■ **To be done**
Copy out the data below word for word, keeping every line unchanged.

Stored dataset items
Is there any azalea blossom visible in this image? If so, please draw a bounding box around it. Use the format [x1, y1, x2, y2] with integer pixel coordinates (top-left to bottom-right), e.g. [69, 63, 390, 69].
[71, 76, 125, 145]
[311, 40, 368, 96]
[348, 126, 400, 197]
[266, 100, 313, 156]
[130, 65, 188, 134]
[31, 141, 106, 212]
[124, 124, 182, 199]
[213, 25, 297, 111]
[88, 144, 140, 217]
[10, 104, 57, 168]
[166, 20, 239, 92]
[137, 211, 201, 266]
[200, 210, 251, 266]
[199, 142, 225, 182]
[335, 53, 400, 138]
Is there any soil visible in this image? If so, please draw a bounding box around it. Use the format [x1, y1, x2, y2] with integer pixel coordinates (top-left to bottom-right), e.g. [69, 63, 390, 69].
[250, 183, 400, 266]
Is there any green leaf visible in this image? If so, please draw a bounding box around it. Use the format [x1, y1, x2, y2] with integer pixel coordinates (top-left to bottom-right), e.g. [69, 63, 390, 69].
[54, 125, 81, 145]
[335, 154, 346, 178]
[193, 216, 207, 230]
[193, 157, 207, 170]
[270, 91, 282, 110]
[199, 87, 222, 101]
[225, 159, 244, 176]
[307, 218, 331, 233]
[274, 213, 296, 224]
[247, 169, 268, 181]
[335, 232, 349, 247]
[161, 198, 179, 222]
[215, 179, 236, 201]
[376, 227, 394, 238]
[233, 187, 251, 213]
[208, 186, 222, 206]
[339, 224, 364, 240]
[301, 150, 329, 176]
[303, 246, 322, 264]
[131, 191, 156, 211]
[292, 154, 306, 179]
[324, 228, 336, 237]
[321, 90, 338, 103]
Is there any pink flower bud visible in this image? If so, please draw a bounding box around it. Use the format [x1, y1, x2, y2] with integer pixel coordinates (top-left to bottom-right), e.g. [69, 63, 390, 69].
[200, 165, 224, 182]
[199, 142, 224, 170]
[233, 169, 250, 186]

■ **Solution to this exercise**
Is there any azalea blossom visible in this image? If so, please draw a bounding box around it. Use the format [x1, y1, x2, y2] with integer pixel coordinates (top-left to bottom-right), e.g. [69, 63, 390, 69].
[71, 76, 125, 145]
[311, 40, 368, 96]
[348, 126, 400, 197]
[266, 100, 313, 156]
[130, 65, 188, 134]
[31, 141, 106, 212]
[124, 124, 182, 199]
[213, 25, 297, 111]
[88, 144, 140, 217]
[10, 104, 57, 168]
[166, 20, 239, 92]
[137, 211, 201, 266]
[200, 210, 251, 266]
[199, 142, 225, 182]
[335, 53, 400, 138]
Is there any soil visible in this image? If so, please draw a bounding box around it. Use the format [x1, y1, x2, y2] with integer pixel coordinates (top-left to bottom-right), e.g. [69, 63, 390, 69].
[250, 183, 400, 266]
Is there any green leaf visible in this image? If so, please draw a bounding box around it. Use the format [x1, y1, x2, y2] with integer pixel coordinates (top-left to bottom-right), e.g. [69, 63, 390, 69].
[54, 125, 81, 145]
[335, 154, 346, 178]
[193, 216, 207, 230]
[193, 157, 207, 170]
[270, 91, 282, 110]
[199, 87, 222, 101]
[225, 159, 244, 176]
[307, 218, 331, 233]
[274, 213, 296, 224]
[247, 169, 268, 181]
[335, 232, 349, 247]
[161, 198, 179, 222]
[215, 179, 236, 201]
[376, 227, 394, 238]
[233, 187, 251, 213]
[208, 186, 222, 206]
[339, 224, 364, 240]
[301, 150, 329, 176]
[303, 246, 322, 264]
[131, 191, 156, 211]
[292, 154, 306, 179]
[324, 228, 336, 237]
[321, 90, 338, 103]
Is there any pink flower bud visible in this image? If so, please draw a bounding box around it. Use the format [x1, y1, x2, y2] with integer pixel coordinates (top-left to bottom-right), e.g. [69, 63, 390, 69].
[200, 165, 224, 182]
[199, 142, 224, 170]
[233, 169, 250, 186]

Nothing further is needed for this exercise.